_Exercise objective_
Extract every record, exactly as written, and ignore the pictures.
--- Dataset excerpts ---
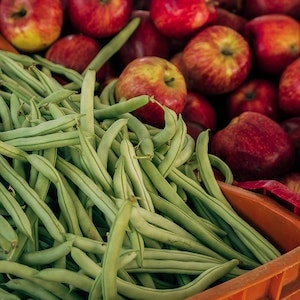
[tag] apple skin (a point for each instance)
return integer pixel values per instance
(75, 51)
(179, 18)
(254, 147)
(99, 19)
(255, 8)
(157, 77)
(274, 41)
(257, 94)
(230, 19)
(216, 60)
(31, 25)
(147, 40)
(198, 114)
(289, 89)
(292, 127)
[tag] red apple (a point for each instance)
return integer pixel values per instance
(147, 40)
(179, 18)
(157, 77)
(99, 19)
(275, 42)
(254, 147)
(259, 95)
(216, 60)
(229, 19)
(289, 89)
(75, 51)
(199, 114)
(292, 127)
(31, 25)
(255, 8)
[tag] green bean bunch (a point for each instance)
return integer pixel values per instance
(96, 204)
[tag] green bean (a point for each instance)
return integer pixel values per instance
(86, 244)
(133, 169)
(30, 196)
(49, 83)
(29, 288)
(5, 295)
(99, 198)
(46, 256)
(15, 211)
(162, 185)
(9, 235)
(113, 45)
(200, 283)
(176, 146)
(186, 153)
(165, 223)
(51, 126)
(167, 133)
(218, 163)
(66, 204)
(87, 103)
(75, 279)
(86, 224)
(108, 138)
(20, 72)
(227, 214)
(56, 97)
(201, 232)
(59, 290)
(16, 269)
(168, 237)
(5, 115)
(171, 266)
(15, 87)
(111, 255)
(107, 91)
(205, 168)
(93, 163)
(16, 112)
(51, 140)
(59, 69)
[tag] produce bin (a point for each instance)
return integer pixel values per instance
(278, 279)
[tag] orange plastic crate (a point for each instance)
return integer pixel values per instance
(278, 279)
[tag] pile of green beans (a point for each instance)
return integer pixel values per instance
(96, 204)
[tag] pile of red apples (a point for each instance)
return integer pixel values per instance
(230, 66)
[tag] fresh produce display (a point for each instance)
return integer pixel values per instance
(113, 143)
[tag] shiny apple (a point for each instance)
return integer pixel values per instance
(31, 25)
(75, 51)
(157, 77)
(199, 114)
(216, 60)
(147, 40)
(289, 89)
(255, 8)
(258, 94)
(254, 146)
(275, 42)
(99, 19)
(179, 18)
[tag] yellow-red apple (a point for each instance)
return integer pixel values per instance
(289, 89)
(216, 60)
(275, 42)
(156, 77)
(254, 146)
(257, 94)
(31, 25)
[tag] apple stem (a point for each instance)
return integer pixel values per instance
(19, 14)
---
_Response to this task_
[tag] apple skin (a point for each instance)
return integer pixel values per instance
(75, 51)
(179, 18)
(254, 147)
(99, 19)
(255, 8)
(157, 77)
(274, 41)
(257, 94)
(230, 19)
(216, 60)
(31, 25)
(147, 40)
(198, 114)
(289, 89)
(292, 127)
[tag] red apple (a point for each instance)
return integer pixel values per instance
(147, 40)
(179, 18)
(157, 77)
(99, 19)
(275, 42)
(254, 147)
(259, 95)
(216, 60)
(229, 19)
(289, 89)
(75, 51)
(199, 114)
(292, 127)
(31, 25)
(255, 8)
[tag] green bean bunch (a point for each instance)
return integer pixel values per instance
(96, 204)
[tag] green bean (a point for each instance)
return integer pixel values per instance
(86, 244)
(133, 169)
(30, 196)
(49, 83)
(29, 288)
(5, 295)
(99, 198)
(46, 256)
(15, 211)
(162, 185)
(9, 235)
(113, 45)
(200, 283)
(176, 146)
(186, 153)
(165, 223)
(51, 126)
(167, 133)
(218, 163)
(66, 204)
(87, 103)
(75, 279)
(86, 224)
(108, 138)
(20, 72)
(227, 214)
(56, 97)
(201, 232)
(59, 290)
(16, 269)
(168, 237)
(5, 115)
(171, 266)
(15, 87)
(111, 255)
(107, 91)
(205, 168)
(93, 163)
(16, 112)
(51, 140)
(59, 69)
[tag] produce bin (a point for each instance)
return integer pixel values per instance
(278, 279)
[tag] orange plastic crate (a point for each instance)
return integer pixel values per instance
(278, 279)
[tag] pile of green beans (a point for each instance)
return integer pixel values per instance
(96, 204)
[tag] pile of red apples (a point for each instance)
return integer pixel values per instance
(230, 66)
[tag] fresh produce display (a point for each instance)
return integer pixel values per instance
(113, 143)
[tag] shiny apple (a point for each instance)
return integer pixel values per instance
(31, 25)
(75, 51)
(157, 77)
(199, 114)
(216, 60)
(147, 40)
(289, 89)
(255, 8)
(258, 94)
(254, 146)
(275, 42)
(99, 19)
(179, 18)
[tag] yellow-red apple (a point for each instance)
return integer pixel values per instance
(289, 89)
(216, 60)
(275, 42)
(156, 77)
(254, 146)
(257, 94)
(31, 25)
[tag] apple stem (a point for each instance)
return integer pixel values per instance
(19, 14)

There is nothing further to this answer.